### PROVIDED DATA ###

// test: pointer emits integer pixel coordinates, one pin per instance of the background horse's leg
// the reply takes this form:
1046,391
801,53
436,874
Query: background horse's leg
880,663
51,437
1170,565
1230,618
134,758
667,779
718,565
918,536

###

- [YOUR OBJECTIVE]: Return everything in the records. Keep each line exactly as written.

- [WRITTEN RESPONSE]:
// test: pointer emits integer pixel coordinates, one pin per instance of the background horse's leg
// the reply takes this form:
1046,391
801,53
436,874
Query: background horse's leg
880,663
51,437
1170,565
1230,618
134,758
667,779
718,565
918,536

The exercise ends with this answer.